WORK TO DO: Convert all of the data below into a Markdown table with two columns, Row and Line, giving each line its own row number and omitting any blank lines.

DATA EXCERPTS:
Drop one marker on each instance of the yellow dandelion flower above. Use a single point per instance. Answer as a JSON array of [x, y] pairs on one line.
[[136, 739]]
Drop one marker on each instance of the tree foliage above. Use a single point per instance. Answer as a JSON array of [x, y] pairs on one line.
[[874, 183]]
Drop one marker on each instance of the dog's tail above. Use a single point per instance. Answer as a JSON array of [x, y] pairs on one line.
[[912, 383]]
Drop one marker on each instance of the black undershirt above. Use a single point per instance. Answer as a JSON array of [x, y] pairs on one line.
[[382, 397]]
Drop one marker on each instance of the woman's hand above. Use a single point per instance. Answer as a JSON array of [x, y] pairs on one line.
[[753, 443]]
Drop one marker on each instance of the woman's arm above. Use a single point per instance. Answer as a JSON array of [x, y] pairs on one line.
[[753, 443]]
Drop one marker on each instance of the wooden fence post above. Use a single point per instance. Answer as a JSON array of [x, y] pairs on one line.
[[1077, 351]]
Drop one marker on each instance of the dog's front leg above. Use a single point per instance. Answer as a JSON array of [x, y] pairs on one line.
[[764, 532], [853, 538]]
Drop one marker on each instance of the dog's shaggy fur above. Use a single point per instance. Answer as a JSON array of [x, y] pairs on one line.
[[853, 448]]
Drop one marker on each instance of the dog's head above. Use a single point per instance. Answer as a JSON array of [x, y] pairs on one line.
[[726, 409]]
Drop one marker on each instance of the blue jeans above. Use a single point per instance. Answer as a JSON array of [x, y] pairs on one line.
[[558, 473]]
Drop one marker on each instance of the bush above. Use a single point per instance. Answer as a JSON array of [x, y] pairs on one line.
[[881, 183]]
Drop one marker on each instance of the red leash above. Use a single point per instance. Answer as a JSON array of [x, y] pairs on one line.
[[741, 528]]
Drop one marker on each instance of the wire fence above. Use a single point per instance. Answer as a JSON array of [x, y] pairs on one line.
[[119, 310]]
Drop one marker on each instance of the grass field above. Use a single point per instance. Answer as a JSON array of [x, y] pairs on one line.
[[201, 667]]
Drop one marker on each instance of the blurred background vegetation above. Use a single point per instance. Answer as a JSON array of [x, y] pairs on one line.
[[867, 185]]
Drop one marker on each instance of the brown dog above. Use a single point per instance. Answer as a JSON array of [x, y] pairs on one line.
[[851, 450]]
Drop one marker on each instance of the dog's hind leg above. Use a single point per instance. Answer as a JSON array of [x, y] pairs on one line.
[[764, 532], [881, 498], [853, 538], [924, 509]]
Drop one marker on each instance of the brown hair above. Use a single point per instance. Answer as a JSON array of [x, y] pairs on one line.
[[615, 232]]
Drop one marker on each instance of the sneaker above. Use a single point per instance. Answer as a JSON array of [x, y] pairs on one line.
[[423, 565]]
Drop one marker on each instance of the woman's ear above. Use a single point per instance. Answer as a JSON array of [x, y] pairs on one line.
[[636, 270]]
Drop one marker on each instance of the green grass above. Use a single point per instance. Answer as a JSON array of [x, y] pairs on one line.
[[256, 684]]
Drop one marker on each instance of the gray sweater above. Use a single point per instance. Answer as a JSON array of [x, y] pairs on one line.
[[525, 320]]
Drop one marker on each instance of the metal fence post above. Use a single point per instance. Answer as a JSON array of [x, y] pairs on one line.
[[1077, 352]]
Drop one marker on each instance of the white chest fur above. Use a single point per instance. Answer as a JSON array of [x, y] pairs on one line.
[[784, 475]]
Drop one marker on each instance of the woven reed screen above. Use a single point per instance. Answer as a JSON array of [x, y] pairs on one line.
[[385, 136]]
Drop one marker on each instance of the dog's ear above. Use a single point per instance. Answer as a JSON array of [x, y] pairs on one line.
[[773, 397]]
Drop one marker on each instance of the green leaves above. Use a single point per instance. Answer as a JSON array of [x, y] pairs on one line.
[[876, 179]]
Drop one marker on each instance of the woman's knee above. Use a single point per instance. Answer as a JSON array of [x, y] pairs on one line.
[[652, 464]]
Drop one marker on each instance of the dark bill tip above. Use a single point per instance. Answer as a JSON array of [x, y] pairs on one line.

ANSWER TO THE PROBLEM:
| Row | Line |
|---|---|
| 1 | Drop one marker on each instance of the yellow dandelion flower above. Use a single point per instance. Answer as a JSON array of [x, y] pairs on one line. |
| 2 | [[136, 739]] |
| 3 | Drop one marker on each instance of the tree foliage above. Use a single point per instance. Answer as a JSON array of [x, y] pairs on one line. |
| 4 | [[874, 183]] |
| 5 | Drop one marker on each instance of the dog's tail above. Use a single point per instance. Answer as a JSON array of [x, y] pairs on one line. |
| 6 | [[912, 383]] |
| 7 | Drop one marker on each instance of the black undershirt above. Use a single point per instance. Answer as a JSON array of [x, y] pairs on one line. |
| 8 | [[382, 397]] |
| 9 | Drop one marker on each instance of the woman's hand above. Use a single point per instance. Answer as a JSON array of [x, y] pairs on one line. |
| 10 | [[753, 443]] |
| 11 | Drop one marker on each instance of the woman's arm above. Use a single point per instance. Answer as a JSON array of [x, y] pairs on one line. |
| 12 | [[753, 443]] |
| 13 | Drop one marker on each instance of the wooden fence post above. Use a single point per instance. Answer as a JSON array of [x, y] pairs on one line. |
| 14 | [[1077, 351]] |
| 15 | Drop one marker on each instance of the dog's front leg above. Use a single point per instance. Answer as a JSON array of [x, y] pairs on one line. |
| 16 | [[764, 532], [853, 538]] |
| 17 | Drop one marker on each instance of the dog's shaggy fur above. Use a single point per instance. Answer as a JSON array of [x, y] pairs on one line. |
| 18 | [[853, 448]] |
| 19 | Drop one marker on each instance of the dog's head above. Use a single point per instance. Answer as a JSON array of [x, y] pairs on one line. |
| 20 | [[726, 409]] |
| 21 | Drop one marker on each instance of the blue jeans above. Use a single point per instance. Answer as a JSON array of [x, y] pairs on one line. |
| 22 | [[558, 473]] |
| 23 | Drop one marker on each instance of the bush above. Use a single point per instance. Answer as a JSON array of [x, y] pairs on one line. |
| 24 | [[881, 183]] |
| 25 | Drop one marker on each instance of the red leash above. Use a single point per instance. Answer as a JSON array of [x, y] pairs on one line. |
| 26 | [[741, 528]] |
| 27 | Drop one marker on each instance of the wire fence above. Use a single point per instance. Answer as a JSON array of [x, y] pairs on one line. |
| 28 | [[119, 310]] |
| 29 | Drop one marker on each instance of the grass field above. Use a single point per instance. Answer as a JSON array of [x, y] pairs on one line. |
| 30 | [[201, 667]] |
| 31 | Drop one marker on each instance of the blurred background vegetation above. Use a single point per instance. Answer as a JSON array of [x, y] pairs on one line. |
| 32 | [[867, 185]] |
| 33 | Drop one marker on each instance of the brown dog above. Use a single point per instance. Answer as a JSON array of [x, y] pairs on one line. |
| 34 | [[851, 450]] |
| 35 | Drop one marker on each instance of the dog's hind leg above. Use a single point per instance. Answer as a JSON array of [x, y] pairs on one line. |
| 36 | [[764, 532], [881, 498], [853, 538], [924, 509]] |
| 37 | Drop one marker on each instance of the brown hair above. Use a single point per instance. Answer as a JSON array of [x, y] pairs on one line. |
| 38 | [[615, 232]] |
| 39 | Drop one marker on each instance of the sneaker above. Use a single point per instance. Answer as a JSON array of [x, y] pairs on one line. |
| 40 | [[423, 565]] |
| 41 | Drop one marker on each instance of the woman's ear above. Use a single point per instance. Answer as a JSON array of [x, y] pairs on one line. |
| 42 | [[636, 270]] |
| 43 | Drop one marker on each instance of the green grass above. Use a single point per instance. Answer as a JSON array of [x, y] pairs on one line. |
| 44 | [[256, 684]] |
| 45 | Drop one marker on each instance of the gray sweater above. Use a single point per instance. Answer as a JSON array of [x, y] pairs on one line. |
| 46 | [[525, 320]] |
| 47 | Drop one marker on each instance of the metal fence post above. Use a single point per instance. Answer as a JSON array of [x, y] pairs on one line. |
| 48 | [[1077, 352]] |
| 49 | Drop one marker on each instance of the white chest fur above. Use a single point per instance. Answer as a JSON array of [x, y] pairs on one line. |
| 50 | [[784, 475]] |
| 51 | Drop one marker on each instance of the woven reed screen above. Use a single point per instance. Answer as a JSON array of [x, y] pairs on one line. |
| 52 | [[385, 136]] |
| 53 | Drop one marker on each instance of the dog's ear above. Use a single point per instance. Answer as a JSON array of [x, y] pairs on one line. |
| 54 | [[773, 397]] |
| 55 | Drop one marker on each instance of the green leaves above. Use a single point per instance. Answer as a JSON array of [x, y] pairs on one line. |
| 56 | [[876, 179]] |
| 57 | Drop one marker on each instance of the woman's knee above. Use a single point per instance. Answer as a JSON array of [x, y] pairs on one line. |
| 58 | [[652, 464]] |
| 59 | Drop one marker on each instance of the dark bill tip above. Use a single point per instance. Answer as a JSON array of [x, y] pairs on one line. |